== GIVEN PASSAGE

Mobile Road Charging Systems – the answer to Battery Tech?

Electric Road Charging

Could charging vehicles as they drive be the answer to the problem of battery tech never quite getting a breakthrough? A 5km stretch of Autobahn in Germany has been opened for a number of
vehicles to test a catenary charging system, while Sweden started trialling an in-road charging
system in 2018.

The problem of batteries
I’ve been in electric vehicles for the last three years and every three months we as a community
seem to hear that we are ‘just five years’ from battery technology making internal combustion
engines uncompetitive in terms of range and charging speed. That five years is from the mythical date when battery boffins finally work out how to reliably manufacture a high energy density battery that can be recharged in just seconds or minutes without catching fire. Car and truck manufacturers would then pay €€€ to the boffin to license it and then design the new battery into their powertrains. This is said to take around five years from the day the breakthrough is made. That could be tomorrow or 10 years time!

Fuel cells?
Hydrogen for its faults is being seriously considered as an option. It requires added size for the
vehicle as it can’t be stored at anything like the density of fossil fuels, and it costs obscene
amounts to extract and compress. We would need huge subsidies to make it compete with fossil
fuels as of today.

====
== THE DATA

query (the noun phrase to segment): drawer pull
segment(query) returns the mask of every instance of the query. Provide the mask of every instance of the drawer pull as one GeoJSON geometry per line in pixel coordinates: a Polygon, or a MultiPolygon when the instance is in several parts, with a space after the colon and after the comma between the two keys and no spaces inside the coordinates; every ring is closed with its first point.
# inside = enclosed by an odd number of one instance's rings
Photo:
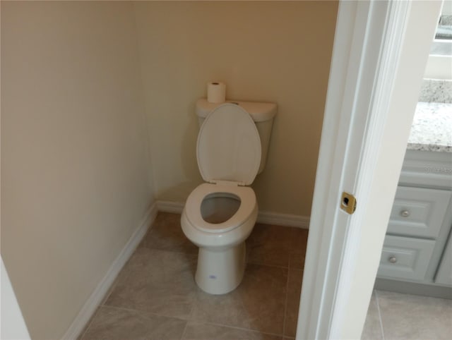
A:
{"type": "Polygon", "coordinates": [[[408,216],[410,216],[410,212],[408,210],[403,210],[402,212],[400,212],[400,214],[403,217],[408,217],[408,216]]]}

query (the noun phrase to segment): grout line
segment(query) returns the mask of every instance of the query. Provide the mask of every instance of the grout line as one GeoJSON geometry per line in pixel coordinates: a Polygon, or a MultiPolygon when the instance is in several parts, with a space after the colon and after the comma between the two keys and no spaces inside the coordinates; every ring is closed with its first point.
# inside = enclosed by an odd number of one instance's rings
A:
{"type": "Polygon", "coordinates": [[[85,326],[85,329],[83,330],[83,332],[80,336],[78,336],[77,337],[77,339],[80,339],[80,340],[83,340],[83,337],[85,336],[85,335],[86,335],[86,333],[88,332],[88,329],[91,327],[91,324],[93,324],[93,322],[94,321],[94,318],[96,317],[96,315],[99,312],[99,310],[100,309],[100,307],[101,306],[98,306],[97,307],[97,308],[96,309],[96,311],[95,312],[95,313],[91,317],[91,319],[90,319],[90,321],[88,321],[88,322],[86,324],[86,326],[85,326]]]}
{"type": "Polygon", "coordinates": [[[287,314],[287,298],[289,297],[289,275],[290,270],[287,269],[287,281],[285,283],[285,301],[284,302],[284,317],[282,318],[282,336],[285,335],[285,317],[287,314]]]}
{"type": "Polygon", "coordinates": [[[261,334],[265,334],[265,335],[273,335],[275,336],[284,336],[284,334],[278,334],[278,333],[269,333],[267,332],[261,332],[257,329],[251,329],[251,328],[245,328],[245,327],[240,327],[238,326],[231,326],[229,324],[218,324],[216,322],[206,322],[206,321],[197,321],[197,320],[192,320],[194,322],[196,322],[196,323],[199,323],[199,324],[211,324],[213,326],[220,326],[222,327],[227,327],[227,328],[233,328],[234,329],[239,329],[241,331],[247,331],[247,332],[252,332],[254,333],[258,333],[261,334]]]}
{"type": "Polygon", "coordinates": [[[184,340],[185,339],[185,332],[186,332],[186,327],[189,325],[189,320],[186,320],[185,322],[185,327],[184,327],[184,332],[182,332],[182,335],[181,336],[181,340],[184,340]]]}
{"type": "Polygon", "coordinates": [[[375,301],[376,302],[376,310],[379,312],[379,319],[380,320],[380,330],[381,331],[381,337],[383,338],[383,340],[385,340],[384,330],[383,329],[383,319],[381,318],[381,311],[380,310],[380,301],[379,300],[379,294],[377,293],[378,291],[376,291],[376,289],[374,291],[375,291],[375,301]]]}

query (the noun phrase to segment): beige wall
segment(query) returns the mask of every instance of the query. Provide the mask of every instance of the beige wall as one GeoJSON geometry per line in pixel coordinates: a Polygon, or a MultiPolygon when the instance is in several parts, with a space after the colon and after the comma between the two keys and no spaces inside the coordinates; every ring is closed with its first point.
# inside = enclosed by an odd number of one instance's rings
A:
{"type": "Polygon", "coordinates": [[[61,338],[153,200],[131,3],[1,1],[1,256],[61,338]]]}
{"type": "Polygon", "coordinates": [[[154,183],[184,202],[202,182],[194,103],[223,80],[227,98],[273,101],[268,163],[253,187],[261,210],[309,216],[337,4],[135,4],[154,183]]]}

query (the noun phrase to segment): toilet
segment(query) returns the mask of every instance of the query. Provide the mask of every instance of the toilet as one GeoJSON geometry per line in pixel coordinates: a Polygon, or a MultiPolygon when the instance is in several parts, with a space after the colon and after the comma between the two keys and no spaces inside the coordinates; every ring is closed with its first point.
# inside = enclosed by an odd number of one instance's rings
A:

====

TASK TO CARRY OUT =>
Answer these questions from the passage on mobile road charging:
1. How long is the stretch of Autobahn in Germany that opened for testing a catenary charging system?
2. For how long has the writer been in electric vehicles?
3. What would be needed to make hydrogen compete with fossil fuels today?
The rows are separate material and have no connection to the passage on mobile road charging.

ANSWER SECTION =>
1. It is a 5km stretch.
2. The writer has been in electric vehicles for the last three years.
3. Huge subsidies would be needed.